§ Task objective
Transcribe each entry so that nothing differs from the original.

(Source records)

◆ ◆ ◆ ◆ ◆ ◆ ◆

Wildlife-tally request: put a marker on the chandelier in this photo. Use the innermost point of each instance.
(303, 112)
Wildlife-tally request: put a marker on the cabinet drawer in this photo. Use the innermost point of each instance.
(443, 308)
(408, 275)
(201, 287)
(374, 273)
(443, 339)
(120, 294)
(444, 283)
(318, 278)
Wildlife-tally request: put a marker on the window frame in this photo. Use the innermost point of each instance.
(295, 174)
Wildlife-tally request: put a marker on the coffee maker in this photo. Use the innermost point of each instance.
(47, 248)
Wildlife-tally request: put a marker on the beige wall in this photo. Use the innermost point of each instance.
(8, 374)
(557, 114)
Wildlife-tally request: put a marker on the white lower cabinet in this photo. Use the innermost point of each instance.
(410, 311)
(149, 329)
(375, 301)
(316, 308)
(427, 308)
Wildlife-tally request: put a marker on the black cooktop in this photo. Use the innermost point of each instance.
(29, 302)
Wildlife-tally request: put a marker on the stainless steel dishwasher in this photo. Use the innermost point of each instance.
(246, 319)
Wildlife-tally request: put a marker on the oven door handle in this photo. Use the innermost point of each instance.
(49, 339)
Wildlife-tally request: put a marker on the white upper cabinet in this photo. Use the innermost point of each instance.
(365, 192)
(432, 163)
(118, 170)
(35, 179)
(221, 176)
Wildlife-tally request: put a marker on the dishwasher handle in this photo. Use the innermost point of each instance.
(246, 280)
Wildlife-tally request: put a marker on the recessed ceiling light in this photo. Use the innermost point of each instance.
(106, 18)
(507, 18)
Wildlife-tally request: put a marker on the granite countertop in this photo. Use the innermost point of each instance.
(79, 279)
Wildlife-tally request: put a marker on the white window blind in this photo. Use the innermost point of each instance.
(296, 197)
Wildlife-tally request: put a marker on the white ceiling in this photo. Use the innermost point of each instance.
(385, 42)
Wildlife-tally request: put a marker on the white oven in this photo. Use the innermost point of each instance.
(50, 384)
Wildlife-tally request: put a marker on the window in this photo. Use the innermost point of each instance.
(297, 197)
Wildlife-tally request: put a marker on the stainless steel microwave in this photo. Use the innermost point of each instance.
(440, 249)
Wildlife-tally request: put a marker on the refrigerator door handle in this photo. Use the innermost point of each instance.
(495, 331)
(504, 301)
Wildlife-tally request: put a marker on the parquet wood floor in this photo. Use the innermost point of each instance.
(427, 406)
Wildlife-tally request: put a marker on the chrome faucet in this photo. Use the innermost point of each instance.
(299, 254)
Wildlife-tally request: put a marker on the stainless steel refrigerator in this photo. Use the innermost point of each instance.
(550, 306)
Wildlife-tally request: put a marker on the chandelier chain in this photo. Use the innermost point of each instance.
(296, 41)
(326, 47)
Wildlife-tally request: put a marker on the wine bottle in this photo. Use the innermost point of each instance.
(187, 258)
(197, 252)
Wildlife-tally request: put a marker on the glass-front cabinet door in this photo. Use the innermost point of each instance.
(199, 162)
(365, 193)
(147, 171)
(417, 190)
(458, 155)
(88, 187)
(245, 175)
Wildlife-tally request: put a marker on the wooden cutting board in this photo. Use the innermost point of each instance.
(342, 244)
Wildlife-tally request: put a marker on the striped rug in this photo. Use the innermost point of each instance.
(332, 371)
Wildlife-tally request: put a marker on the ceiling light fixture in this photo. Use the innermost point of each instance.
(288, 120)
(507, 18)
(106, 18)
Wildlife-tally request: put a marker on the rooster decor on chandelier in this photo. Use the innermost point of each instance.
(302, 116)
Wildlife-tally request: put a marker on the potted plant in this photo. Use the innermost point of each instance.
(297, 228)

◆ ◆ ◆ ◆ ◆ ◆ ◆

§ Answer to the problem
Wildlife-tally request: put a marker on the chandelier in this photo. Use the innermost point of each instance.
(303, 112)
Wildlife-tally request: put a marker on the cabinet drawer in this photo. Use the innermost point of each instance.
(443, 308)
(408, 275)
(201, 287)
(374, 273)
(443, 339)
(120, 294)
(444, 283)
(318, 278)
Wildlife-tally request: put a marker on the window frame in this photo. Use the innermost point of each instance.
(295, 174)
Wildlife-tally request: put a marker on the coffee maker in this photo. Use the innermost point of each instance.
(47, 248)
Wildlife-tally request: put a marker on the beige wall in this photo. Use the innermost point of each instance.
(8, 374)
(557, 114)
Wildlife-tally request: put a marker on the white lower cabinet in this photo. Use the innermost point of each instance.
(410, 311)
(149, 329)
(375, 301)
(316, 308)
(427, 308)
Wildlife-tally request: put a marker on the black cooktop in this photo. Use the innermost point of each instance.
(29, 302)
Wildlife-tally request: put a marker on the stainless steel dishwasher in this photo. Use the innermost point of each instance.
(246, 319)
Wildlife-tally request: put a marker on the oven door handle in this photo. Use the innermost point of each instance.
(49, 339)
Wildlife-tally request: put a marker on the white upper cabinet in this photo. Use the innermost point of each instance.
(365, 192)
(432, 163)
(118, 170)
(35, 179)
(221, 176)
Wildlife-tally request: put a marker on the dishwasher handle in this photo. Use the innermost point of each instance.
(246, 280)
Wildlife-tally request: put a marker on the recessed ceiling light in this photo. Use the innermost point of each instance.
(106, 18)
(507, 18)
Wildlife-tally request: put a marker on the granite countertop in this photo. Use the innermost point of each instance.
(79, 279)
Wildlife-tally request: put a marker on the white window blind in this photo. Use the innermost point of each instance.
(296, 197)
Wildlife-tally request: put a marker on the white ceiling in this photo. Use the innermost point of each instance.
(385, 42)
Wildlife-tally request: put a marker on the white oven in this photo. Use the innermost point of each instance.
(50, 384)
Wildlife-tally request: put a marker on the window in this photo. Use the innermost point of each instance.
(297, 197)
Wildlife-tally request: put a marker on the stainless steel microwave in this photo. Use the innermost point of each instance.
(440, 249)
Wildlife-tally request: put a marker on the refrigerator door handle in this photo. Use the innermost point of each instance.
(495, 331)
(504, 301)
Wildlife-tally request: put a marker on the parquet wood floor in this photo. Use the innermost point of each instance.
(427, 406)
Wildlife-tally request: put a marker on the chrome faucet in this photo. Use the innermost point of each instance.
(299, 254)
Wildlife-tally request: put a marker on the stainless steel refrigerator in this photo. Use the innermost point of each instance.
(550, 306)
Wildlife-tally request: put a marker on the chandelier chain in this photo. Use the innermost point of each instance.
(296, 41)
(326, 47)
Wildlife-tally request: put a marker on the wine bottle in this photo. Use the innermost point of each instance.
(187, 258)
(197, 252)
Wildlife-tally request: put a marker on the glass-front cabinet door in this photo. Use the innermost point of each instance.
(199, 162)
(365, 193)
(147, 171)
(417, 190)
(458, 155)
(88, 187)
(245, 175)
Wildlife-tally request: put a marker on the wooden cutting board in this photo. Use the innermost point of each instance.
(342, 244)
Wildlife-tally request: put a marker on the striped rug in this photo. Use the innermost point of each instance.
(332, 371)
Wildlife-tally request: put a marker on the ceiling light fixture in this photo. Use the innermost point of each instance.
(288, 120)
(507, 18)
(106, 18)
Wildlife-tally request: put a marker on the rooster decor on chandelier in this photo. Use the innermost point of each instance.
(302, 116)
Wildlife-tally request: put a marker on the potted plant in this photo. Use the innermost point of each instance.
(297, 228)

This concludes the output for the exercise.